- _Aim of the exercise_:
Rewrite the forum post below from "I don't know, but" up to and including "you can find.", replacing "Pali" with "Sanskrit".

** Opening Excerpt to read block **

Post by Sylvester » Mon Apr 11, 2011 5:06 am

retrofuturist wrote:Greetings Sylvester,
Sylvester wrote:You do have a very good point about being "out there", as kāmā might not actually mean the sense objects per se out there. In another canonical classification, ie of the kāmagunā, the definitions furnished are given with a specific predicate eg eye-cognisable forms (cakkhuvinneya rupa), meaning not just forms, but only eye-cognisable ones.
...
I don't know, but if there is in fact a genuine doctrinal difference to be teased out of the kāmā in the ALL, versus the "[indriya]-vinneya" kāma, perhaps there is a place for the Participatory Anthropic Principle in Buddhist "phassa". :meditate:
Well, you have a far better understanding of Pali grammar than I do, so I'll leave it for you to investigate and see what you can find.

** Closing Excerpt to read block **
** Opening Dataset excerpts block **

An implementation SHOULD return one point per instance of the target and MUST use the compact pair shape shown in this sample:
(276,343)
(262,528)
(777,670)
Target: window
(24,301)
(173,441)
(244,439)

** Closing Dataset excerpts block **

- _Problem solution_:
I don't know, but if there is in fact a genuine doctrinal difference to be teased out of the kāmā in the ALL, versus the "[indriya]-vinneya" kāma, perhaps there is a place for the Participatory Anthropic Principle in Buddhist "phassa". :meditate:
Well, you have a far better understanding of Sanskrit grammar than I do, so I'll leave it for you to investigate and see what you can find.